DATA FOR THIS EXERCISE:
Start

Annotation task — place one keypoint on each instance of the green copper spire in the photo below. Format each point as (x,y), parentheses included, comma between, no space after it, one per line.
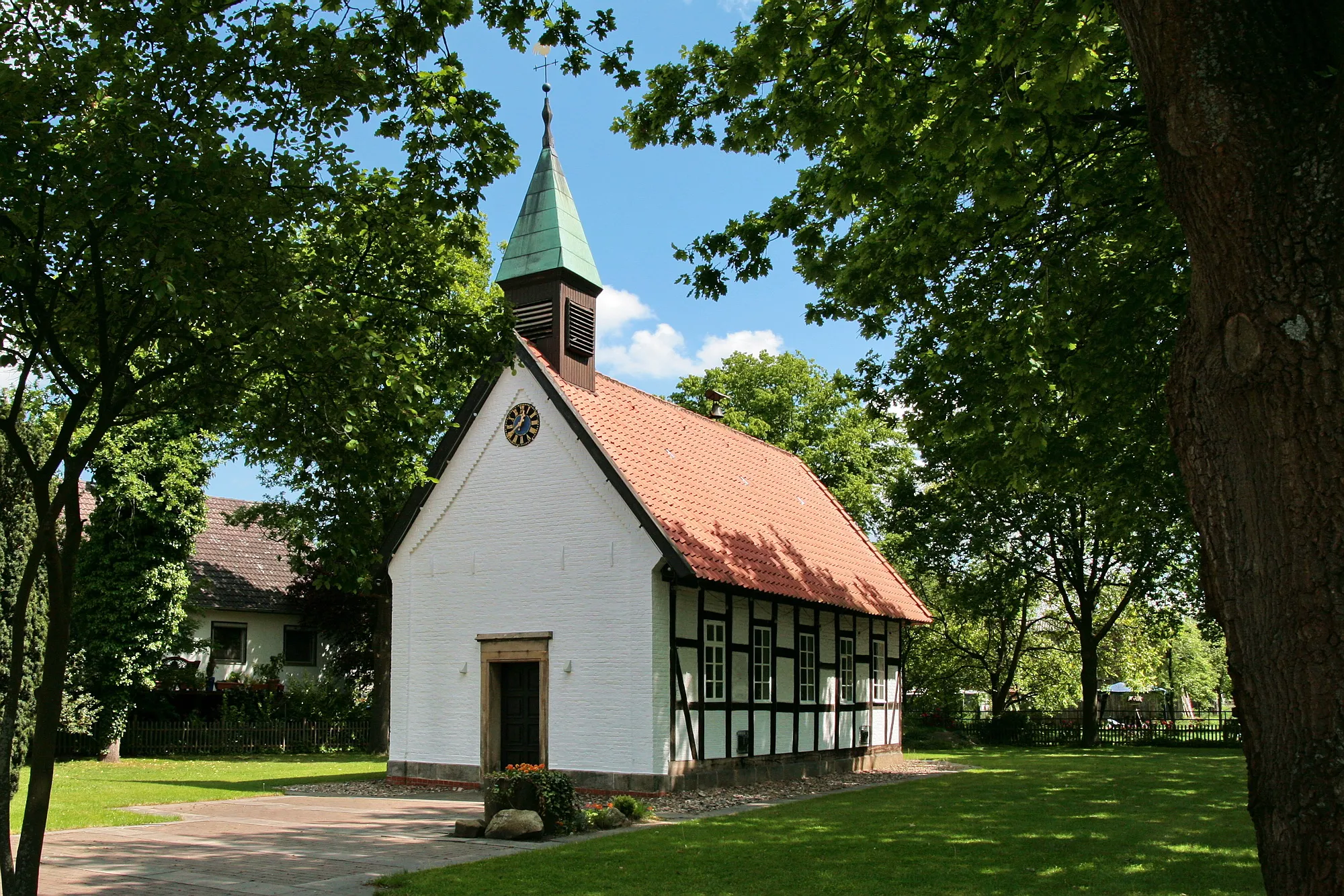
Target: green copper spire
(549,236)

End
Start

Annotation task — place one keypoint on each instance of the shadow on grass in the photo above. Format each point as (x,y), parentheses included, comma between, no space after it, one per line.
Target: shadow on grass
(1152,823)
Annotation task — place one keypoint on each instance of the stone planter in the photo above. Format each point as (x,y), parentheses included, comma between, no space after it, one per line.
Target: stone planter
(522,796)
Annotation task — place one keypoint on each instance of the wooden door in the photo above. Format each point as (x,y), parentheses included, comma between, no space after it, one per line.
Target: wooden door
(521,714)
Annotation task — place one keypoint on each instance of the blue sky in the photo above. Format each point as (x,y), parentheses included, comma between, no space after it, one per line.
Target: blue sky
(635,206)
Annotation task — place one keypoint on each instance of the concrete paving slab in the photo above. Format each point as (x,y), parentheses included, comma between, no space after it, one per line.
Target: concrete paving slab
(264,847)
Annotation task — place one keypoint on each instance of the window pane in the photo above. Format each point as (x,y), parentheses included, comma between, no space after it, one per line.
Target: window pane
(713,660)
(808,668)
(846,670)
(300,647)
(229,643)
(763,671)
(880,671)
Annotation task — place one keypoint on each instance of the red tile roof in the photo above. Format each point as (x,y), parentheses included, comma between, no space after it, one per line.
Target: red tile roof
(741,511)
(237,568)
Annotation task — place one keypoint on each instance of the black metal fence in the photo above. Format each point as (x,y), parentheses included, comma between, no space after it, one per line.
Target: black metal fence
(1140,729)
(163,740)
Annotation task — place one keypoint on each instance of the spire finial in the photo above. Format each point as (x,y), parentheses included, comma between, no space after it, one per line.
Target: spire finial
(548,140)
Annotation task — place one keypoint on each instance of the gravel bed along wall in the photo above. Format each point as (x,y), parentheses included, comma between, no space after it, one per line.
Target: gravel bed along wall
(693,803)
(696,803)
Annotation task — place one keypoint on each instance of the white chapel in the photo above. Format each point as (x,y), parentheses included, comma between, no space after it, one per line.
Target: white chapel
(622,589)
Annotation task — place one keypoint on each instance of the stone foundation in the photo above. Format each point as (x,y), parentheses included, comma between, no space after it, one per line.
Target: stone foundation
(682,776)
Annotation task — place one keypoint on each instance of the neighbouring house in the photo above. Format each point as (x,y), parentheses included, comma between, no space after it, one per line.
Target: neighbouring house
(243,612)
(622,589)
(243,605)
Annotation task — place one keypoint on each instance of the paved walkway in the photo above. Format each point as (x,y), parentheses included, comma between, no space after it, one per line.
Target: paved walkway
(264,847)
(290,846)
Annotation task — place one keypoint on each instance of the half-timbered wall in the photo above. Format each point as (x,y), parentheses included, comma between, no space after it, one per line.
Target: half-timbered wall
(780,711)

End

EXERCISE BRIEF: Report each line of the records above that contains the string "along", treating uppercase and lowercase letters as distinct.

SOLUTION FOR THIS EXERCISE:
Annotation task — place one keypoint on each instance of the gravel bed along wall in the photo above. Format each point as (x,y), parentheses included, comma between, no space after it, one per line.
Target: gravel bed along wall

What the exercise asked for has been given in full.